◆ Dataset content
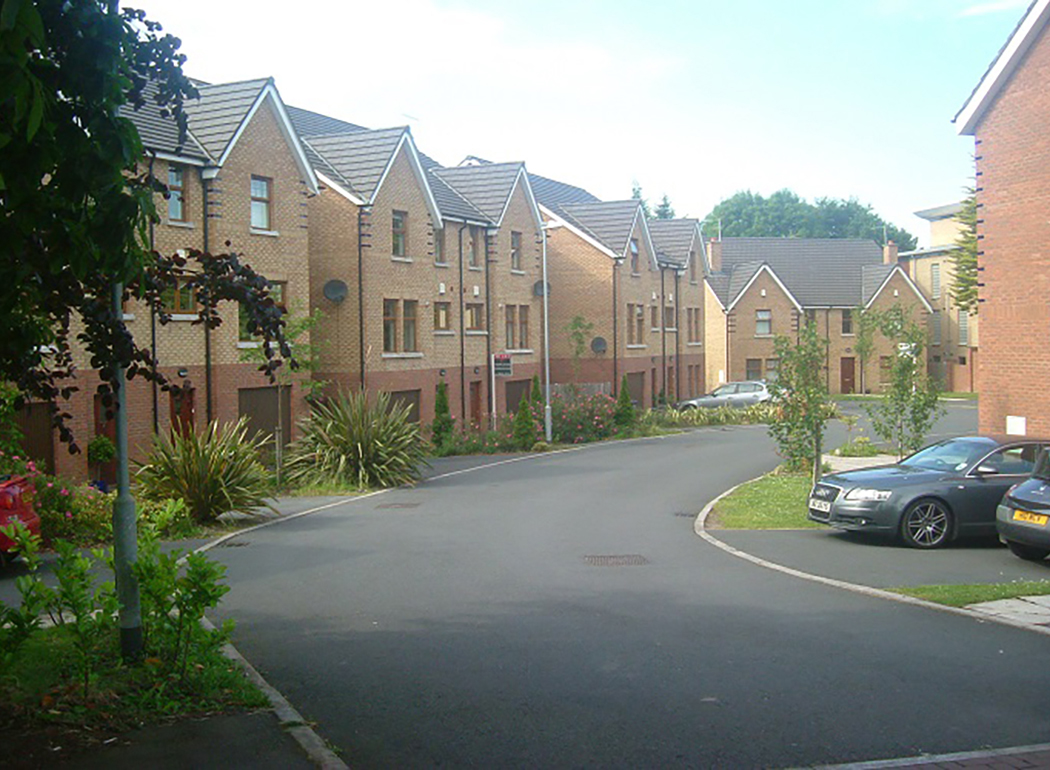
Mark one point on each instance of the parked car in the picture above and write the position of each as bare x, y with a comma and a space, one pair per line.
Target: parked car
731, 394
15, 505
1023, 517
947, 490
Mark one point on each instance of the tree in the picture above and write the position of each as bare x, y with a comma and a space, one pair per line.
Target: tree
964, 283
785, 214
910, 406
75, 200
800, 394
665, 210
623, 416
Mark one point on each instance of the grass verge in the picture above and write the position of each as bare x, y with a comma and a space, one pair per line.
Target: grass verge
960, 596
775, 501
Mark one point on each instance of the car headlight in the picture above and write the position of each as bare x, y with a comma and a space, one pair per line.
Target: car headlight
868, 495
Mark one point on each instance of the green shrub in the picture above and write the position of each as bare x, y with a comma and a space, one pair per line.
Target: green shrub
354, 442
213, 472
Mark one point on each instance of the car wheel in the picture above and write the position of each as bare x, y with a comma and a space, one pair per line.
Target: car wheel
926, 524
1028, 553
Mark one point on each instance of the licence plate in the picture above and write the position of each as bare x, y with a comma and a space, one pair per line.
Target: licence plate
1031, 518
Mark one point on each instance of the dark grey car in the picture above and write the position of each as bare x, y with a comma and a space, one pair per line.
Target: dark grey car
947, 490
731, 394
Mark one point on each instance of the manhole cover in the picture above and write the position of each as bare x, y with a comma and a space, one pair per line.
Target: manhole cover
616, 560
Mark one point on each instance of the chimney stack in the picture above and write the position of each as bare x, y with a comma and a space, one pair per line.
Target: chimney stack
889, 253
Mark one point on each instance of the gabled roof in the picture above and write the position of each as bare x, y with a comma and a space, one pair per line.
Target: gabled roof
160, 132
1003, 66
818, 272
674, 240
609, 222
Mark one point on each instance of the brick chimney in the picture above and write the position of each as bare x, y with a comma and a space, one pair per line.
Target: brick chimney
714, 254
889, 253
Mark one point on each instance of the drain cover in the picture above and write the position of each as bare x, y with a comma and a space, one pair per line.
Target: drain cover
616, 560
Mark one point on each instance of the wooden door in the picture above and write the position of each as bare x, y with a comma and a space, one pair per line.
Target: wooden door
847, 374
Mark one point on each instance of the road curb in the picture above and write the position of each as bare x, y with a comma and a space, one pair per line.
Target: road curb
699, 527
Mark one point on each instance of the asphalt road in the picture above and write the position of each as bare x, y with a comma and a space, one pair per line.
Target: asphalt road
559, 611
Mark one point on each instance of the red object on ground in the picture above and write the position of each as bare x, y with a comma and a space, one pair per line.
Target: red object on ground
15, 505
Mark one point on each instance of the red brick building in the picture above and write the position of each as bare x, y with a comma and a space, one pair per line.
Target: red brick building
1007, 115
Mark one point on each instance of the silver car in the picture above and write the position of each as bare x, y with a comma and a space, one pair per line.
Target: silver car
731, 394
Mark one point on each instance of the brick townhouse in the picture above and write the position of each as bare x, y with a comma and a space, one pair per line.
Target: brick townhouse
1007, 116
769, 285
952, 352
421, 272
240, 177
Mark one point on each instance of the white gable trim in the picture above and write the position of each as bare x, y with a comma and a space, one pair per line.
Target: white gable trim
417, 169
285, 123
336, 187
911, 285
776, 279
580, 233
967, 119
528, 194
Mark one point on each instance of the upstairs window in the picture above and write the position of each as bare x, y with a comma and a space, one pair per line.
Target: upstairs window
176, 194
261, 188
399, 233
516, 251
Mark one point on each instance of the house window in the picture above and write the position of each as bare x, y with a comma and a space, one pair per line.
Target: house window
516, 251
176, 192
511, 312
475, 250
847, 321
399, 233
763, 323
439, 246
390, 326
410, 317
476, 317
179, 298
277, 293
442, 316
754, 369
260, 189
523, 327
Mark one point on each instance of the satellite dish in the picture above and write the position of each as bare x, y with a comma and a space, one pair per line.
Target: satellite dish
335, 291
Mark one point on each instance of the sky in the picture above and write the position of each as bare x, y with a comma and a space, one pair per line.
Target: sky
694, 100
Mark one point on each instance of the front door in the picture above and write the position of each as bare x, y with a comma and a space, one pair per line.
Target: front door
847, 375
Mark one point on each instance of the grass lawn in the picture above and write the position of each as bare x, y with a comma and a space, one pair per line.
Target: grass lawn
776, 501
960, 596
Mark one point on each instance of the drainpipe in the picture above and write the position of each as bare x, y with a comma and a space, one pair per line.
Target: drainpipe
207, 330
462, 333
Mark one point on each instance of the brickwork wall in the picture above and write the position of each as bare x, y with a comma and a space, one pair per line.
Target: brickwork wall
1013, 198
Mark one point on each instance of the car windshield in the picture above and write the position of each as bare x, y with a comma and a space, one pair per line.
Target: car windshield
953, 455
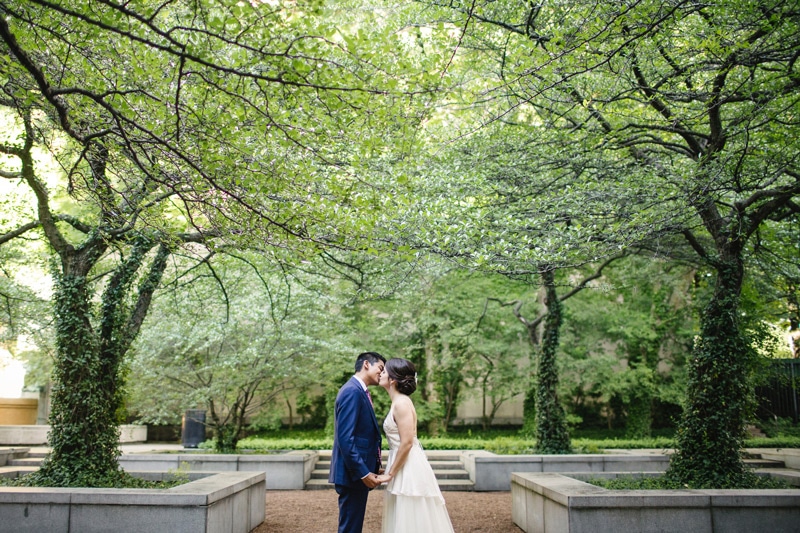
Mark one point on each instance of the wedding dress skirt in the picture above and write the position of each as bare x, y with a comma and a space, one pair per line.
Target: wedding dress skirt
413, 501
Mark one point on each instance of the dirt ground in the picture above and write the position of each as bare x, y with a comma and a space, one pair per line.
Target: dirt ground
316, 511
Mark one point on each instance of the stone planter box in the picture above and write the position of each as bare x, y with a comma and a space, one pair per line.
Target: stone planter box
493, 472
230, 502
553, 503
284, 471
36, 435
18, 411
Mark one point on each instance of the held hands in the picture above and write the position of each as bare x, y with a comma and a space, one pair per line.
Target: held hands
372, 481
384, 478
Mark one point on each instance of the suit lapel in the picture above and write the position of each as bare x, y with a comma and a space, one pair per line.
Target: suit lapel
365, 399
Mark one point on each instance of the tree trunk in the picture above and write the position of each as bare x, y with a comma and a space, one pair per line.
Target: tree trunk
552, 435
84, 432
712, 429
87, 393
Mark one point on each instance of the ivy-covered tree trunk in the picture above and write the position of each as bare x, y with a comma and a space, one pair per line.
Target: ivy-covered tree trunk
552, 435
87, 392
712, 429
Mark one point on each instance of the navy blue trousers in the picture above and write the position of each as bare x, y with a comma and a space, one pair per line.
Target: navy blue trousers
352, 508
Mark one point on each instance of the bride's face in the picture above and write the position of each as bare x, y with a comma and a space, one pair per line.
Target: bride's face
383, 380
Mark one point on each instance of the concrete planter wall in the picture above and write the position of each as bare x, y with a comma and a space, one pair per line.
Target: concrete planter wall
553, 503
230, 502
284, 471
36, 435
493, 472
18, 411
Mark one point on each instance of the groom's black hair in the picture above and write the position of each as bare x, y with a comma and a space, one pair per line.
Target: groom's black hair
372, 357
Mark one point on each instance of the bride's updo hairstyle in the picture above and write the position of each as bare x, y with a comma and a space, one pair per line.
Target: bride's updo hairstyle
404, 373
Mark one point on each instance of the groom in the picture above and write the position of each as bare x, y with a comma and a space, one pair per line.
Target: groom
356, 460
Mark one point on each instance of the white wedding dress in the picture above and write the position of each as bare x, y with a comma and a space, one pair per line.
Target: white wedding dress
413, 501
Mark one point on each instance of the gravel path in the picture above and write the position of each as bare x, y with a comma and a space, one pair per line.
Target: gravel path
316, 511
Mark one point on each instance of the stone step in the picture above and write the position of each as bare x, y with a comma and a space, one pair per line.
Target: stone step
16, 471
40, 454
764, 463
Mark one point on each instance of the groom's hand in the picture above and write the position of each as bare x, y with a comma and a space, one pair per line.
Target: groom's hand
371, 481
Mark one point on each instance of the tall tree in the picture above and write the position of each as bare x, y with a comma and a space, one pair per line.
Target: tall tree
684, 114
179, 127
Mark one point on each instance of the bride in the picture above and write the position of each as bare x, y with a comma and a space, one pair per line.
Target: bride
413, 502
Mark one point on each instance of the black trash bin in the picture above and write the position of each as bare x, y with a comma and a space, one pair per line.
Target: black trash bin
193, 428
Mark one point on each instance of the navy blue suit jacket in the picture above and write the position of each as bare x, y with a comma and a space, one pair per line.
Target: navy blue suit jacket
357, 437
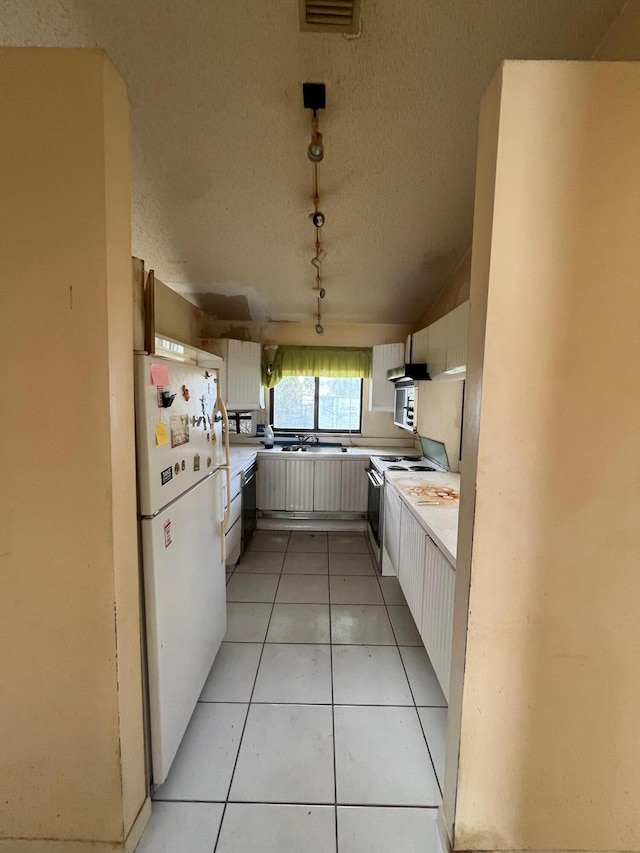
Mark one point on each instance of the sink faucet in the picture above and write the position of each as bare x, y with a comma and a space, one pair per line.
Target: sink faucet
303, 439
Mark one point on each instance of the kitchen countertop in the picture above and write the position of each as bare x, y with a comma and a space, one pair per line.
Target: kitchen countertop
240, 457
440, 522
336, 453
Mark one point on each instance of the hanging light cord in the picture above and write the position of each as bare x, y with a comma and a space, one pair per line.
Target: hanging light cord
319, 255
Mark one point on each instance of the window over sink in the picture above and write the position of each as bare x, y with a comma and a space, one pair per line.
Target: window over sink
318, 404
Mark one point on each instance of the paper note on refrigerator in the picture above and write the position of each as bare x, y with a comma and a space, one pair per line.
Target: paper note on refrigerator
162, 436
159, 374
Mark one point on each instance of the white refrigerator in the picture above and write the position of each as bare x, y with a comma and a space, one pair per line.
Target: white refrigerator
181, 459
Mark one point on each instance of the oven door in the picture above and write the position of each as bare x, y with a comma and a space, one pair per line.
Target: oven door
375, 503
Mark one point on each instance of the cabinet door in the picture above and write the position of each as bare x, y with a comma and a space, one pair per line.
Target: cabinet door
381, 391
437, 611
244, 380
299, 493
271, 483
327, 485
354, 485
391, 538
411, 564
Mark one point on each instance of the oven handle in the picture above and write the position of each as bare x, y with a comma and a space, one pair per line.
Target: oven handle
375, 481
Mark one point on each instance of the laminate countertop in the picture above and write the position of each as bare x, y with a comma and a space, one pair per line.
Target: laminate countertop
440, 521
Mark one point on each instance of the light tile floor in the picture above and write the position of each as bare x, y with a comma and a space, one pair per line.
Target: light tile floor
321, 727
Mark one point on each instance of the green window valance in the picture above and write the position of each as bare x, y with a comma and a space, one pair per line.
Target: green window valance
335, 362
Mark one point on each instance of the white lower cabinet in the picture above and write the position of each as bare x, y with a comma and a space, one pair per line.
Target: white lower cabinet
327, 479
437, 611
312, 485
233, 535
411, 564
272, 483
427, 580
354, 485
392, 519
299, 485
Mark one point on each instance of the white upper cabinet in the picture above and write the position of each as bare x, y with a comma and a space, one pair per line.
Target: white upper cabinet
241, 375
447, 344
381, 391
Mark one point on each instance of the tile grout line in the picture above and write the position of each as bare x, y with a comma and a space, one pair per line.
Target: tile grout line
246, 719
406, 675
333, 710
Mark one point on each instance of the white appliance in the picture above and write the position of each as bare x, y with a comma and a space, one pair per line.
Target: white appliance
182, 466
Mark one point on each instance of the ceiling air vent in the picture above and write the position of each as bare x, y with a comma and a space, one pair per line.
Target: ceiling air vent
329, 16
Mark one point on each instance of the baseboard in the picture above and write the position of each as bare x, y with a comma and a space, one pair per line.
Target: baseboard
51, 845
138, 827
443, 831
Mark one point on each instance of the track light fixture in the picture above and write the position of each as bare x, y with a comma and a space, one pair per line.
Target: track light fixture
313, 95
315, 151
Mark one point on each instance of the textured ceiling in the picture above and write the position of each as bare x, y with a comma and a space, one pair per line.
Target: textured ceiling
221, 183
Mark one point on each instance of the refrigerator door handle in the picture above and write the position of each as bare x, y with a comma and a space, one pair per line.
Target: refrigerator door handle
222, 409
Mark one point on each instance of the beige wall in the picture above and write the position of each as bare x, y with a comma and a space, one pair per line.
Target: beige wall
71, 749
549, 747
622, 41
453, 294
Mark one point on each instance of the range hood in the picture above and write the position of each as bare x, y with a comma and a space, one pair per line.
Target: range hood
408, 371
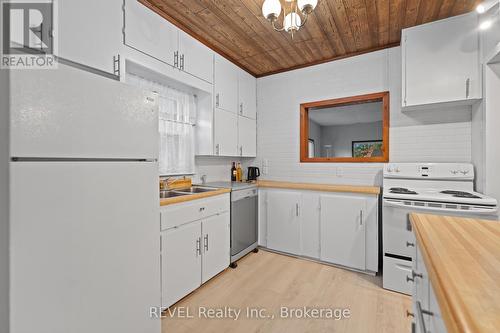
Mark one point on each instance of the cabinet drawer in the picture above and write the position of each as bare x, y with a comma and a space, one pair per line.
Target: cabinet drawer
178, 214
398, 240
395, 273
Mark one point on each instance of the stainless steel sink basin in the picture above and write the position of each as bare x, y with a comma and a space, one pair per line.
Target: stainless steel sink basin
171, 194
196, 189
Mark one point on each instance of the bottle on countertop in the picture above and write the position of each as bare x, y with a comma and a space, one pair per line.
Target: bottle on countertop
239, 173
234, 172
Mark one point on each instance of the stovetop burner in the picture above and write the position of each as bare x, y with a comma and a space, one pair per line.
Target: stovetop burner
401, 190
461, 194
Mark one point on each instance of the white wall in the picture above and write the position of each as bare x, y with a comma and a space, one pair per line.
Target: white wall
342, 136
218, 168
492, 133
446, 131
315, 134
4, 203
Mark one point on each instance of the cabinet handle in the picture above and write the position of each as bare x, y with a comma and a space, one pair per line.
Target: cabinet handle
176, 59
198, 246
415, 274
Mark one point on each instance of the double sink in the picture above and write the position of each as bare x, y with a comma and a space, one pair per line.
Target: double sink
164, 194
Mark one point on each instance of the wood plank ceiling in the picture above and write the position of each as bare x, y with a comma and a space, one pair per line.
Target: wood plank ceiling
337, 28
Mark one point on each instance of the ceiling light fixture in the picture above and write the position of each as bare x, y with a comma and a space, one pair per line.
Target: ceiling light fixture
293, 21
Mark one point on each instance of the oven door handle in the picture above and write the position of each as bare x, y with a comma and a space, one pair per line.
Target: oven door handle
401, 204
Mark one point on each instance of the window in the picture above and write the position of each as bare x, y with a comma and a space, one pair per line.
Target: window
177, 117
311, 149
350, 129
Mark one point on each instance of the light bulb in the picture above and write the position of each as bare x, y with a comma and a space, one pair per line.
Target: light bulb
271, 9
292, 22
307, 6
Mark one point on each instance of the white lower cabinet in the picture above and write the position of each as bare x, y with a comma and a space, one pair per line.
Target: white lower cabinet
181, 262
426, 313
339, 228
343, 233
193, 252
283, 230
216, 247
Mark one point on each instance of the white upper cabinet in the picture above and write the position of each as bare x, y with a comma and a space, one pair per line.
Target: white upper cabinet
247, 96
226, 84
247, 137
90, 32
180, 262
195, 58
283, 216
343, 230
150, 33
226, 133
441, 62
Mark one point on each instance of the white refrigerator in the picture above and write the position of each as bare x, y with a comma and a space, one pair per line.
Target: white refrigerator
84, 221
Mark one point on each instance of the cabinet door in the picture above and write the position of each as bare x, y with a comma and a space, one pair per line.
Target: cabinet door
343, 230
150, 33
441, 62
216, 246
181, 262
283, 221
247, 137
195, 58
247, 95
309, 225
90, 32
226, 133
226, 84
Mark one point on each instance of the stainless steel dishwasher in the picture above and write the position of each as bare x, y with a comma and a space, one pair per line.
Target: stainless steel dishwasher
244, 223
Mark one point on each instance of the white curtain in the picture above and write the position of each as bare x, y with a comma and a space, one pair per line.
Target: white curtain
177, 113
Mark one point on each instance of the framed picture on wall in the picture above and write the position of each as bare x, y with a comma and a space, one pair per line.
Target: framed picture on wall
371, 148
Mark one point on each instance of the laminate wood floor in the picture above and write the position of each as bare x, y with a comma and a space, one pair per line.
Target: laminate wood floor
268, 281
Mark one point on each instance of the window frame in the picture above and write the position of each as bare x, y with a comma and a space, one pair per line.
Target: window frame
360, 99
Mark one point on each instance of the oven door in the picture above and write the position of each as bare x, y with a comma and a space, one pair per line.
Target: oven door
244, 225
398, 238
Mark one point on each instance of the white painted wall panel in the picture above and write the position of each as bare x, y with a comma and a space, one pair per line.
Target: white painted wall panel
278, 136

◆ Task instructions
Using the listing above, return word for word each line from the one that has "Target: track light fixture" through the one that has "Mark one point on each instance of the refrigerator", and no line outside that range.

◆ Response area
Target: track light fixture
313, 95
315, 151
Mark one point on each instance of the textured ceiling in the picture above and write the position of each as bare x, y with a comma and a space, one pair per line.
Target: textured ceiling
221, 183
Mark one point on each instance of the refrigerator door handle in the picture above and write the position of each as bare x, y with a comma and a space, one pair per line.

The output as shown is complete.